▶ **DATA PROVIDED**
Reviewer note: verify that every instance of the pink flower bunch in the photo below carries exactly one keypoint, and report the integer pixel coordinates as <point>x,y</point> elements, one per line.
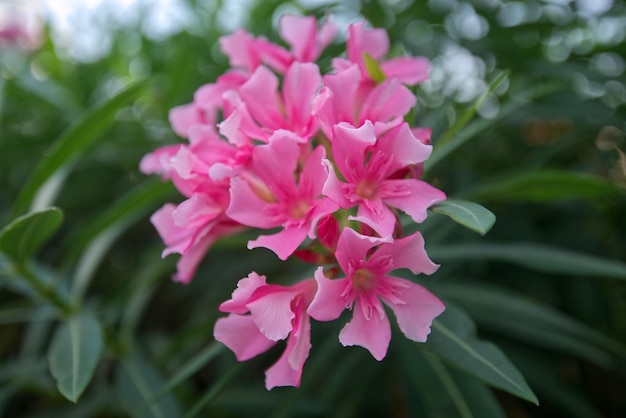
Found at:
<point>323,166</point>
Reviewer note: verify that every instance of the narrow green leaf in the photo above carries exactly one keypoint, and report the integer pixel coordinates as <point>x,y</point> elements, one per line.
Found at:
<point>373,68</point>
<point>136,383</point>
<point>216,388</point>
<point>545,186</point>
<point>469,214</point>
<point>74,353</point>
<point>460,133</point>
<point>187,370</point>
<point>26,234</point>
<point>529,321</point>
<point>74,140</point>
<point>454,340</point>
<point>469,113</point>
<point>534,256</point>
<point>119,216</point>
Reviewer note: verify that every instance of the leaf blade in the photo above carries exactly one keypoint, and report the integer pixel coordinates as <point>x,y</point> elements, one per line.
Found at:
<point>74,354</point>
<point>454,340</point>
<point>26,234</point>
<point>469,214</point>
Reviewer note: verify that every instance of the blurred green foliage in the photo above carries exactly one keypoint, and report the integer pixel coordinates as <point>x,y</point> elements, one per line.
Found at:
<point>544,153</point>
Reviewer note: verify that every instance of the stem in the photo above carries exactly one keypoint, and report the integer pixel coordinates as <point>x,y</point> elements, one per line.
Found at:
<point>44,291</point>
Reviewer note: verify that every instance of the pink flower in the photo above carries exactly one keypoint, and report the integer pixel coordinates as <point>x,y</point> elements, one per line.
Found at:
<point>368,164</point>
<point>190,229</point>
<point>269,196</point>
<point>348,97</point>
<point>368,285</point>
<point>275,313</point>
<point>375,42</point>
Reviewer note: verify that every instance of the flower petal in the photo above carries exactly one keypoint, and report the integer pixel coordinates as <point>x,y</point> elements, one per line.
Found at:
<point>373,334</point>
<point>240,334</point>
<point>328,302</point>
<point>409,253</point>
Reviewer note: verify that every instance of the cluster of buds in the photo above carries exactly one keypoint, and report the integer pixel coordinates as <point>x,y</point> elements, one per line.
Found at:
<point>329,165</point>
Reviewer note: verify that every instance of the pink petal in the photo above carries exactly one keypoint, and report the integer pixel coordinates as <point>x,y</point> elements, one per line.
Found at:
<point>409,70</point>
<point>333,188</point>
<point>378,216</point>
<point>352,247</point>
<point>349,145</point>
<point>241,295</point>
<point>313,175</point>
<point>246,207</point>
<point>389,99</point>
<point>416,315</point>
<point>261,97</point>
<point>422,196</point>
<point>360,40</point>
<point>239,48</point>
<point>301,84</point>
<point>240,334</point>
<point>299,33</point>
<point>270,307</point>
<point>372,334</point>
<point>283,243</point>
<point>276,163</point>
<point>328,302</point>
<point>403,148</point>
<point>287,371</point>
<point>409,253</point>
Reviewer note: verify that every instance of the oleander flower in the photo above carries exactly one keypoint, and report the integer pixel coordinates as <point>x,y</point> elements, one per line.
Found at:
<point>262,314</point>
<point>367,263</point>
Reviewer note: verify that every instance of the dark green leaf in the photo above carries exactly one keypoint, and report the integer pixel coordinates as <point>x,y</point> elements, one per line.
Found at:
<point>546,186</point>
<point>26,234</point>
<point>74,353</point>
<point>136,383</point>
<point>454,340</point>
<point>469,214</point>
<point>529,321</point>
<point>534,256</point>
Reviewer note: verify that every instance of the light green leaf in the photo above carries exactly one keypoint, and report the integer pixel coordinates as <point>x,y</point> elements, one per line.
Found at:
<point>74,140</point>
<point>74,353</point>
<point>136,383</point>
<point>534,256</point>
<point>545,186</point>
<point>469,214</point>
<point>373,68</point>
<point>441,392</point>
<point>454,340</point>
<point>461,132</point>
<point>529,321</point>
<point>26,234</point>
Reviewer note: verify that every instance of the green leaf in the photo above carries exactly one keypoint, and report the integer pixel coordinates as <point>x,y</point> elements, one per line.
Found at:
<point>74,353</point>
<point>373,68</point>
<point>136,383</point>
<point>26,234</point>
<point>546,186</point>
<point>442,392</point>
<point>454,340</point>
<point>469,113</point>
<point>534,256</point>
<point>74,140</point>
<point>188,369</point>
<point>469,214</point>
<point>526,320</point>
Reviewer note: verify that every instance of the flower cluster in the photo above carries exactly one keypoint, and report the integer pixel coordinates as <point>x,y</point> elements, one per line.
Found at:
<point>328,164</point>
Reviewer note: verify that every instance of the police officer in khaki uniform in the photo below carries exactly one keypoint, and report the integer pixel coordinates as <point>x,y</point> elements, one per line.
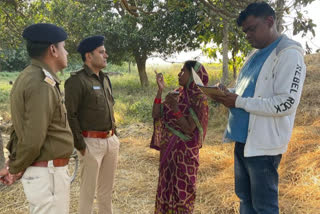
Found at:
<point>42,141</point>
<point>89,104</point>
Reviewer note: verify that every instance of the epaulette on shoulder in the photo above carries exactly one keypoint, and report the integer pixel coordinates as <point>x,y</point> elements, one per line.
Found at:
<point>48,78</point>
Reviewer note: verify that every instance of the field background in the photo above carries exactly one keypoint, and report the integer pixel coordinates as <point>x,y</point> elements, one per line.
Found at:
<point>137,171</point>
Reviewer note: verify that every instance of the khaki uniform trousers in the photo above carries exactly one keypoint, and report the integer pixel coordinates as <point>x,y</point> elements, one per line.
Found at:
<point>97,172</point>
<point>47,189</point>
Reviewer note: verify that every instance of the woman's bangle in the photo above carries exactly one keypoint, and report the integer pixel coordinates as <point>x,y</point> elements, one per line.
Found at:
<point>178,114</point>
<point>157,101</point>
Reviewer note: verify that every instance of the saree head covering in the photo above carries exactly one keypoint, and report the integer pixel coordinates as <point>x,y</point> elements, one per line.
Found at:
<point>179,152</point>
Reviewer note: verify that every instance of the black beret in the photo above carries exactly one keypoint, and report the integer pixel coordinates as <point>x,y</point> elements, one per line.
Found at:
<point>90,43</point>
<point>44,33</point>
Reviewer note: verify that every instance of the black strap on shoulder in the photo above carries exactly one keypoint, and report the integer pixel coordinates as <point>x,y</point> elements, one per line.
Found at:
<point>108,81</point>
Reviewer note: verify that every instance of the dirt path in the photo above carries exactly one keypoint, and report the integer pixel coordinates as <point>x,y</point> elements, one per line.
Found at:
<point>137,175</point>
<point>136,178</point>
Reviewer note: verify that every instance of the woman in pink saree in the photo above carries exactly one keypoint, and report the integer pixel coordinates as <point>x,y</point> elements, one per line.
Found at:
<point>180,124</point>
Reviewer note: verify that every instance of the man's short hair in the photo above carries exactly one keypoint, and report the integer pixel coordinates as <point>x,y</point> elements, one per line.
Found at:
<point>257,9</point>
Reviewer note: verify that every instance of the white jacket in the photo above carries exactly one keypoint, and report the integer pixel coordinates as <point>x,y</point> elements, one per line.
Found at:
<point>277,95</point>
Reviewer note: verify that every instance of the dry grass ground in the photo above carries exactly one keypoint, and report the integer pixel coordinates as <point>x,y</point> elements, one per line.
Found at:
<point>137,173</point>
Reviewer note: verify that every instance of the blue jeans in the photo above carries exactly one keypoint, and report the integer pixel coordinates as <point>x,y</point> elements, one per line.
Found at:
<point>256,182</point>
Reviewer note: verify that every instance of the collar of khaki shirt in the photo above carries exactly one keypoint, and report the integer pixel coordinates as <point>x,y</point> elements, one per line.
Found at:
<point>90,72</point>
<point>40,64</point>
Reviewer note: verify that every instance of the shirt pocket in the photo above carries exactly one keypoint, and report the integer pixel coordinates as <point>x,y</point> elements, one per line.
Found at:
<point>97,100</point>
<point>63,115</point>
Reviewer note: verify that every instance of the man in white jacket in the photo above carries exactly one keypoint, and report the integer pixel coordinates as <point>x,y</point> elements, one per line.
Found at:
<point>262,109</point>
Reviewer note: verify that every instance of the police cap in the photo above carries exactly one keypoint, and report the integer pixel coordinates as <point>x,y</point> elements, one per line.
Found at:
<point>44,33</point>
<point>89,44</point>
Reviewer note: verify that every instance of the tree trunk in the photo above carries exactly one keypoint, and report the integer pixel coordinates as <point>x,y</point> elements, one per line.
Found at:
<point>141,64</point>
<point>279,15</point>
<point>225,60</point>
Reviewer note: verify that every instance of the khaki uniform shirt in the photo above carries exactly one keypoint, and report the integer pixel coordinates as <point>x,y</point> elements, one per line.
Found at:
<point>89,104</point>
<point>41,130</point>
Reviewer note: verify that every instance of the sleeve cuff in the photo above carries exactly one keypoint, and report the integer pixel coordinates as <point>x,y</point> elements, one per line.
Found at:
<point>240,102</point>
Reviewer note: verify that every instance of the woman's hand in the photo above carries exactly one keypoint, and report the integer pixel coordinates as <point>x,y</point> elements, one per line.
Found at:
<point>222,87</point>
<point>160,81</point>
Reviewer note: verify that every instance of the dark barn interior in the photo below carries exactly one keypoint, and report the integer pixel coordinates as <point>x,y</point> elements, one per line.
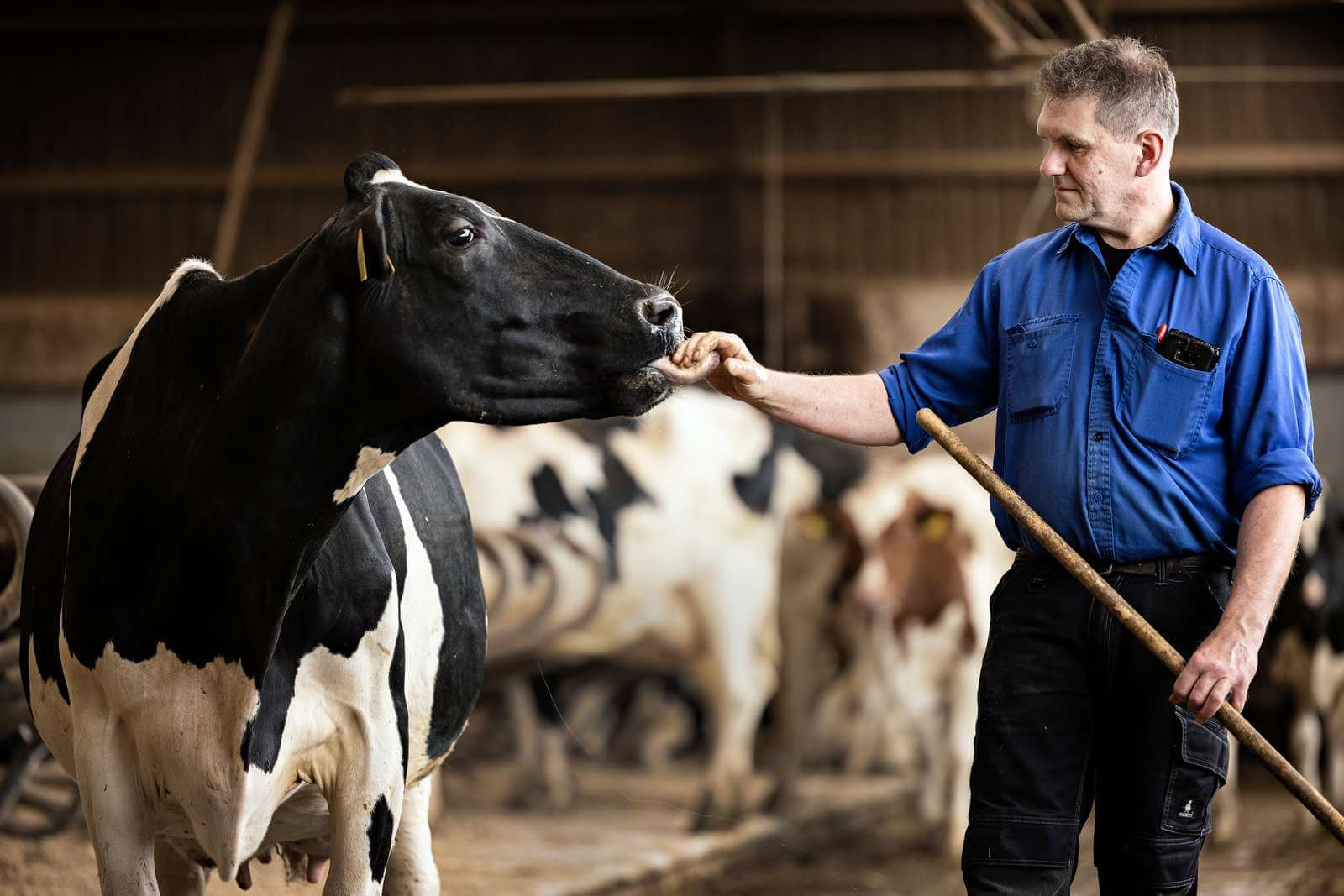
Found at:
<point>823,176</point>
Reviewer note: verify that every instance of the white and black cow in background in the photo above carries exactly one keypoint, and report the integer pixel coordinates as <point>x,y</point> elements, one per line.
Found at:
<point>683,512</point>
<point>1303,660</point>
<point>252,610</point>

▶ **INSTRUCTIONS TO FOLLOW**
Lay out the items in the part that opens with the line containing "Reviewer note: verify that every instance of the man's" and closes with the line containing "<point>257,9</point>" as a two-column CSV with the headers text and answer. Give one row per item, with each value in a single quoted field and any line breaks replaced by spaces.

▶ **RESULT FOR THIS EXERCISE**
text,answer
"Reviewer note: verify that every instance of the man's short hair in the photo above carries exactly one keypoint, and report the integer pixel coordinates as <point>x,y</point> elements, one per line. Found at:","<point>257,9</point>"